[Task directions]:
Repeat the data in full. Drop every picture.

[Information shown]:
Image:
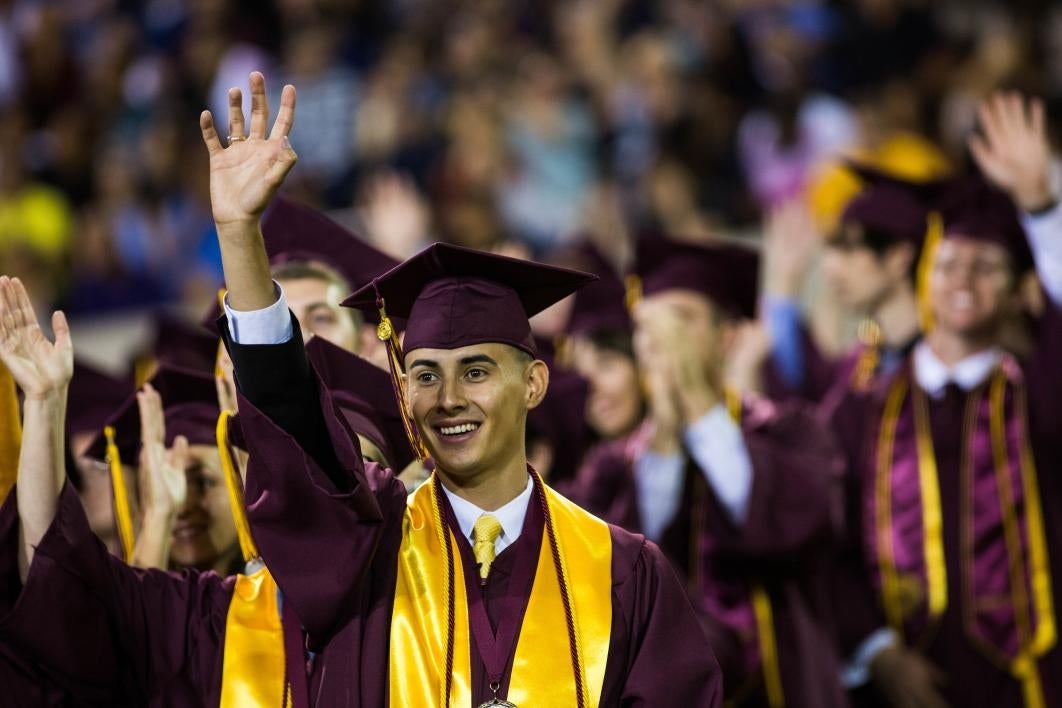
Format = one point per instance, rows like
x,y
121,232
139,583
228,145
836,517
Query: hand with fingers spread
x,y
790,242
40,368
245,174
1013,151
164,484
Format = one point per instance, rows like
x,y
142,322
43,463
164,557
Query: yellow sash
x,y
254,668
11,432
543,673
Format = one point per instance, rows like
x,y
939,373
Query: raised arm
x,y
43,370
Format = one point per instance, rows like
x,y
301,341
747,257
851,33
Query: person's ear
x,y
537,382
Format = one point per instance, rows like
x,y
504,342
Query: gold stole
x,y
543,674
1033,642
11,432
254,670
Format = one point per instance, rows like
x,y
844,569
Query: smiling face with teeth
x,y
470,404
972,288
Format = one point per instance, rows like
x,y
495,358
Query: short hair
x,y
313,271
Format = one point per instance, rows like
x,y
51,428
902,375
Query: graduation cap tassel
x,y
11,432
123,514
935,232
235,486
386,332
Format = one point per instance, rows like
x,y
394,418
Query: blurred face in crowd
x,y
204,534
96,489
315,301
701,328
972,288
615,404
861,277
470,404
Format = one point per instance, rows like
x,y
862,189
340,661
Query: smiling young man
x,y
486,586
955,501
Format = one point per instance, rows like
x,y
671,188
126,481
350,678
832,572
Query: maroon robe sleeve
x,y
106,633
794,503
660,654
317,511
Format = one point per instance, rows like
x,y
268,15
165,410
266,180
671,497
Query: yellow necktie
x,y
485,532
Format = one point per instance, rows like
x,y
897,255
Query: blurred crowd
x,y
500,124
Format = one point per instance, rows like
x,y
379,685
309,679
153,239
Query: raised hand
x,y
164,485
790,242
39,367
1013,152
245,174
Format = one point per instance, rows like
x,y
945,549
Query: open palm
x,y
38,366
245,174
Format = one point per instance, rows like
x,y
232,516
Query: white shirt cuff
x,y
270,325
1045,240
857,671
658,480
718,447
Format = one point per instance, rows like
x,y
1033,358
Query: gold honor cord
x,y
11,433
761,605
123,514
1030,646
932,529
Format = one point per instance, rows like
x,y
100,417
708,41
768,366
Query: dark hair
x,y
310,271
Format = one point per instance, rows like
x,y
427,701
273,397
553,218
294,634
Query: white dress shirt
x,y
717,445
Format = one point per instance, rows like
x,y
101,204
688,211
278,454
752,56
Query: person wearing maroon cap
x,y
869,261
549,606
736,489
952,489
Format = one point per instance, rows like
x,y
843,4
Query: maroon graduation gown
x,y
973,680
329,528
784,544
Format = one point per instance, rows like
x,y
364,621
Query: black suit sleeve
x,y
278,380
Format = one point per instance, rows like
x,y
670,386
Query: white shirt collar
x,y
932,375
511,516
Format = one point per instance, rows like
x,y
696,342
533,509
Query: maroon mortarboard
x,y
296,234
561,419
970,207
452,297
189,404
887,205
93,396
600,306
365,398
725,273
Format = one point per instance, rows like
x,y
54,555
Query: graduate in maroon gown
x,y
737,490
955,503
869,262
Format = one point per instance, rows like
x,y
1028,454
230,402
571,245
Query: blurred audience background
x,y
503,124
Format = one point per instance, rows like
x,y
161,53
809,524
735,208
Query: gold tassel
x,y
386,332
935,232
235,486
123,515
11,432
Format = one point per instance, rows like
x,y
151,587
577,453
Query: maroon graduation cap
x,y
887,205
93,397
365,398
600,306
452,297
728,274
189,404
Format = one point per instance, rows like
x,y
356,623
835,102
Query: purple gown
x,y
973,679
784,546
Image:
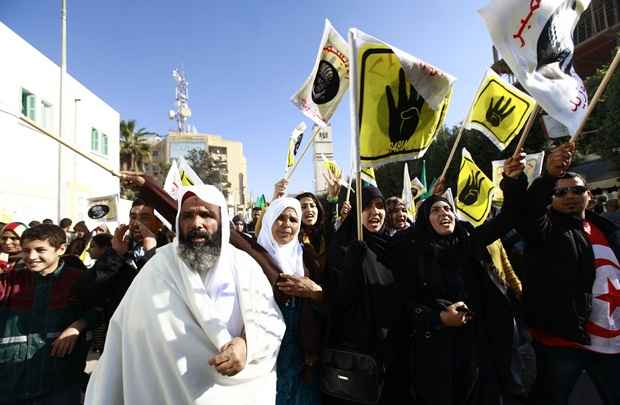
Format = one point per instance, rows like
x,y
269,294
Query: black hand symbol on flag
x,y
404,117
471,191
498,112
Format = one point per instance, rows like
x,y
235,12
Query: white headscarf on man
x,y
290,256
170,323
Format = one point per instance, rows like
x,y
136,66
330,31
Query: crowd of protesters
x,y
424,310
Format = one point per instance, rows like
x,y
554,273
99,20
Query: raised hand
x,y
471,191
498,112
232,357
149,239
404,117
333,183
279,189
65,343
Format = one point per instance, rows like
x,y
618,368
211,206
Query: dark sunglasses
x,y
561,192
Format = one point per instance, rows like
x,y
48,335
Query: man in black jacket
x,y
136,244
571,285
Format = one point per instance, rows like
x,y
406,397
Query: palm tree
x,y
134,149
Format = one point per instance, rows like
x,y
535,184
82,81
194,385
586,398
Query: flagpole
x,y
460,134
597,95
355,135
63,70
289,173
69,146
526,131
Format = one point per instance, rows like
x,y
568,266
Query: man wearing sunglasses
x,y
571,285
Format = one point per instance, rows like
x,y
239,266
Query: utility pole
x,y
63,70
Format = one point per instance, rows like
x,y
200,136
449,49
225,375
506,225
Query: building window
x,y
29,105
104,144
47,116
94,140
98,142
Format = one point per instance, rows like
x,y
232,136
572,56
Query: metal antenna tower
x,y
183,112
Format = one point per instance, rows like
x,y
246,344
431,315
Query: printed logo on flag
x,y
474,191
322,91
394,120
535,40
500,110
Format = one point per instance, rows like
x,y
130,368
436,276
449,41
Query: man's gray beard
x,y
200,258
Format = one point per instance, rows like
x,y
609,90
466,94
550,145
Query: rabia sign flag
x,y
400,101
500,110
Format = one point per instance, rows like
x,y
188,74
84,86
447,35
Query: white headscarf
x,y
219,282
290,256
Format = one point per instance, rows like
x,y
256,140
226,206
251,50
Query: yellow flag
x,y
332,167
500,110
188,175
368,175
474,191
395,121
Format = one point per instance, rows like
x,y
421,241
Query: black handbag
x,y
352,376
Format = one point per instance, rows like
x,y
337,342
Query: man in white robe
x,y
199,324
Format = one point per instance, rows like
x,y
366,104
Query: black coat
x,y
445,365
559,265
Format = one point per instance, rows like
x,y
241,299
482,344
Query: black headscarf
x,y
348,230
447,252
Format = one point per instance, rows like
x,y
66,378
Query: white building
x,y
29,179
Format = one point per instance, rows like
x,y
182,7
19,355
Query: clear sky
x,y
243,60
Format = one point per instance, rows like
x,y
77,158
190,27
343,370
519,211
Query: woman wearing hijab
x,y
396,216
298,382
455,331
359,293
10,245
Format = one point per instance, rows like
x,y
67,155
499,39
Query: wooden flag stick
x,y
289,173
458,137
349,188
598,95
69,146
358,211
527,129
456,143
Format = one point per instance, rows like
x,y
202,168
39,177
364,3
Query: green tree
x,y
483,151
602,131
211,170
135,152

[Answer for the task]:
Image:
Format = one point per instance, rows like
x,y
121,232
139,583
228,145
836,517
Query: hand with fingers spread
x,y
790,242
40,368
245,174
1013,151
164,484
Format = one point per instance, rows like
x,y
142,322
43,463
164,557
Query: yellow sash
x,y
254,668
11,432
543,673
Format = one point per instance, rows like
x,y
939,373
Query: raised arm
x,y
43,370
Format = one point per instance, rows like
x,y
301,341
747,257
851,33
Query: person's ear
x,y
537,382
Format = one point per instance, rows like
x,y
504,342
Query: gold stole
x,y
543,674
1033,642
11,432
254,670
Format = one point per instance, rows like
x,y
844,569
Query: smiling face with teeth
x,y
470,404
972,288
Format = one point per instance, rows like
x,y
495,358
Query: short hair
x,y
313,271
Format = one point per instance, rows like
x,y
51,428
902,375
Query: graduation cap tassel
x,y
11,432
123,514
935,232
235,486
386,332
Format = one point per instance, rows like
x,y
394,418
Query: blurred face in crowd
x,y
204,534
96,489
315,301
701,328
972,288
615,404
861,277
470,404
Format = one point per instance, rows like
x,y
862,189
340,661
Query: smiling young man
x,y
486,586
955,501
Format = one point per instance, rows like
x,y
671,188
126,481
350,678
832,572
Query: maroon robe sleeve
x,y
106,633
794,503
660,654
317,511
Format = one point per instance, rows like
x,y
268,15
165,410
266,180
671,497
Query: yellow necktie
x,y
485,532
Format = one point per instance, rows like
x,y
897,255
Query: blurred crowd
x,y
500,124
Format = one point per instance, rows like
x,y
379,685
309,679
153,239
Query: raised hand
x,y
164,485
790,242
39,367
1013,152
245,174
Format = one point per instance, rows like
x,y
945,549
Query: open palm
x,y
38,366
245,174
Format = one point per instance, rows like
x,y
232,516
Query: white shirt cuff
x,y
270,325
1045,240
857,671
658,480
718,447
Format = one point per instance, rows like
x,y
1033,358
Query: gold honor cord
x,y
11,433
761,605
123,514
1030,646
932,529
Format = one point per instance, rows like
x,y
100,417
708,41
768,366
Query: dark hair
x,y
310,271
Format = one point per instance, rows like
x,y
427,701
273,397
553,218
294,634
Query: white dress shirt
x,y
717,445
Format = one point per instance, rows like
x,y
101,204
688,211
278,454
752,56
Query: person wearing maroon cap
x,y
869,261
549,606
736,489
952,489
Format = one point per instance, rows like
x,y
843,4
Query: maroon graduation gown
x,y
973,680
329,528
784,544
Format = one point per instance, rows like
x,y
364,621
Query: black suit sleeve
x,y
278,380
Format = one point per instance, rows like
x,y
670,386
Query: white shirt collar
x,y
932,375
511,516
Format = one point per instance, rows like
x,y
696,342
533,509
Query: maroon mortarboard
x,y
296,234
561,419
970,207
452,297
189,404
887,205
93,396
600,306
365,398
725,273
Format = one point per instance, rows like
x,y
54,555
Query: graduate in maroon gown
x,y
737,490
955,503
869,262
Format = one point per instance, rows like
x,y
1028,454
230,402
571,245
Query: blurred audience background
x,y
503,124
Format = one point per instance, rows like
x,y
161,53
809,524
735,208
Query: gold tassel
x,y
386,332
935,232
235,486
123,515
11,432
Format = one point per instance, rows like
x,y
151,587
577,453
Query: maroon graduation cap
x,y
887,205
93,397
365,398
600,306
452,297
728,274
189,404
Format = one point per instance, rows like
x,y
356,623
835,102
Query: purple gown
x,y
973,679
784,546
Image:
Format = one point per instance, rows like
x,y
269,294
Query: black hand symbol on flag
x,y
404,117
471,191
498,112
Format = one point per instance, rows like
x,y
235,12
Query: white headscarf on man
x,y
290,256
170,323
Format = one point per instance, rows like
x,y
136,66
330,31
Query: crowd of protesters
x,y
424,310
Format = one point per instance, rows like
x,y
554,273
99,20
Query: raised hand
x,y
471,191
498,112
232,357
149,239
404,117
333,183
279,189
65,343
Format = one point per instance, rows like
x,y
618,368
211,206
Query: dark sunglasses
x,y
561,192
Format = one point per instance, rows like
x,y
48,335
Query: man in black jacket
x,y
136,244
571,285
Format = one point per instance, rows like
x,y
406,397
Query: palm tree
x,y
134,149
Format = one point per instance, rows like
x,y
535,184
82,81
194,385
586,398
Query: flagpole
x,y
460,134
597,95
355,135
63,70
289,173
69,146
526,131
Format = one point per instance, rows like
x,y
568,266
Query: man wearing sunglasses
x,y
571,285
Format = one point per instance, rows like
x,y
239,266
Query: utility pole
x,y
63,70
Format = one point per instance, rows like
x,y
200,136
449,49
225,375
506,225
Query: building window
x,y
29,105
104,144
47,116
94,140
98,142
Format = one point per instance, rows like
x,y
232,136
572,56
Query: metal antenna tower
x,y
183,112
Format = one point per instance, rows like
x,y
246,344
431,315
Query: printed logo on flag
x,y
474,191
322,91
394,120
535,40
500,110
Format = one point per instance, rows like
x,y
130,368
436,276
449,41
Query: man's gray beard
x,y
200,258
Format = one point per instance, rows like
x,y
609,90
466,94
550,145
Query: rabia sign flag
x,y
400,101
500,110
Format = one point per instance, rows like
x,y
188,74
84,86
447,35
Query: white headscarf
x,y
219,282
290,256
Format = one point per instance, rows like
x,y
256,140
226,206
251,50
Query: yellow flag
x,y
332,167
500,110
188,175
368,175
474,191
395,121
Format = one point per instance, rows like
x,y
421,241
Query: black handbag
x,y
352,376
Format = one point per instance, rows like
x,y
337,342
Query: man in white robe
x,y
199,324
Format = one point per instance, rows like
x,y
366,104
Query: black coat
x,y
445,365
559,265
Format = one point per instance, rows like
x,y
241,299
482,344
Query: black headscarf
x,y
348,230
447,252
Format = one point per instance, rows like
x,y
66,378
Query: white building
x,y
29,179
Format = one point per instance, rows like
x,y
182,7
19,355
Query: clear sky
x,y
243,60
Format = one point per instance, rows like
x,y
77,158
190,27
343,370
519,211
Query: woman wearing hijab
x,y
396,216
298,382
455,331
359,293
10,245
Format = one point per instance, rows like
x,y
67,155
499,39
Query: wooden flag stick
x,y
289,173
458,137
349,188
598,95
69,146
358,211
527,129
456,143
Format = one point per instance, rows like
x,y
202,168
39,177
364,3
Query: green tree
x,y
483,151
602,131
211,170
135,152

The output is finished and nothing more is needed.